SOURCE TEXT below:

On moving day, however, tension started when the couple arrived to move Doris as she has not packed, and all of her stuff was strewn across her floor. She told them that she needed to get rid of junk and only move the essentials. Miranda got upset and told her mother that she should have been packed or at least let them know that she was not ready to move.

Doris then informed the couple that she had bought a washer/dryer set that was sitting in her sister’s backyard and asked if she could store it on Tom and Miranda’s property. Miranda told her this was not possible and that she needed to rent storage space somewhere.

Anyway, Tom and Miranda helped Doris pack and about 10% of her things were moved that day. In the evening, they had a braai at their house, but unbeknown to them, Doris had invited her son – Miranda’s brother (and his dog), to stay with them at the house for a few days.

“We were never asked if this would be okay,” Tom states, adding that Miranda’s brother is a narcissist who bullied and psychologically abused her.

“[Miranda] is low/no-contact with [her brother] and [Doris] knows this already.”

He explains further that, a few months ago, the brother-in-law called him and Miranda "the ugliest and most evil people" he's ever known, among other vulgar names. This was because they would not allow him to move into their two-bedroom apartment. They both work from home and use the second room as their office.

End of SOURCE TEXT.

TASK TO COMPLETE: Copy out the entire passage about Doris's moving day word for word, with nothing changed.

SOURCE DATA below:

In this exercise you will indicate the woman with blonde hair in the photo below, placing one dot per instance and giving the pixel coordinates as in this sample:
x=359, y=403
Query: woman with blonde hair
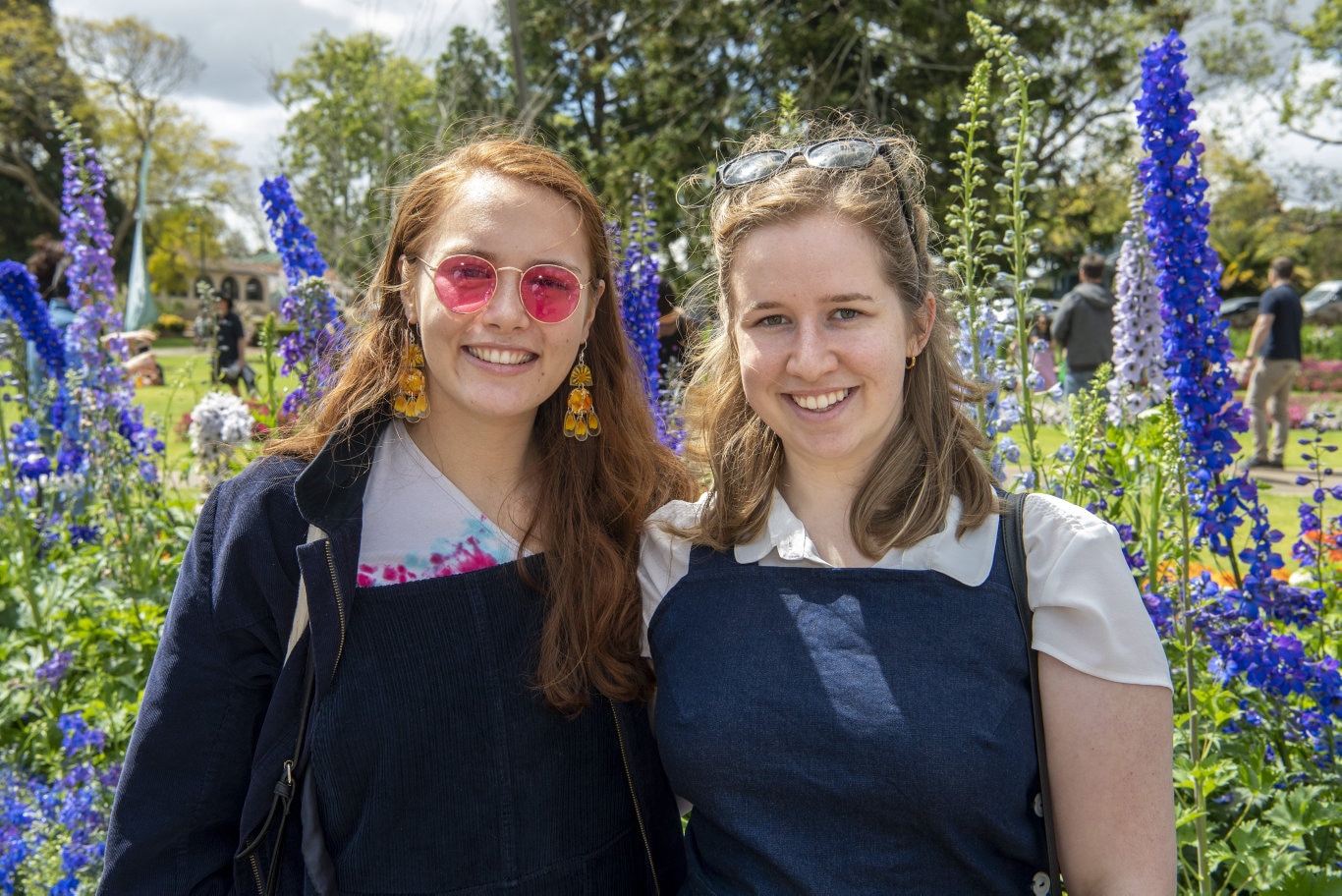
x=403, y=652
x=843, y=676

End of SOURCE DATA.

ANSWER BOX:
On moving day, however, tension started when the couple arrived to move Doris as she has not packed, and all of her stuff was strewn across her floor. She told them that she needed to get rid of junk and only move the essentials. Miranda got upset and told her mother that she should have been packed or at least let them know that she was not ready to move.

Doris then informed the couple that she had bought a washer/dryer set that was sitting in her sister’s backyard and asked if she could store it on Tom and Miranda’s property. Miranda told her this was not possible and that she needed to rent storage space somewhere.

Anyway, Tom and Miranda helped Doris pack and about 10% of her things were moved that day. In the evening, they had a braai at their house, but unbeknown to them, Doris had invited her son – Miranda’s brother (and his dog), to stay with them at the house for a few days.

“We were never asked if this would be okay,” Tom states, adding that Miranda’s brother is a narcissist who bullied and psychologically abused her.

“[Miranda] is low/no-contact with [her brother] and [Doris] knows this already.”

He explains further that, a few months ago, the brother-in-law called him and Miranda "the ugliest and most evil people" he's ever known, among other vulgar names. This was because they would not allow him to move into their two-bedroom apartment. They both work from home and use the second room as their office.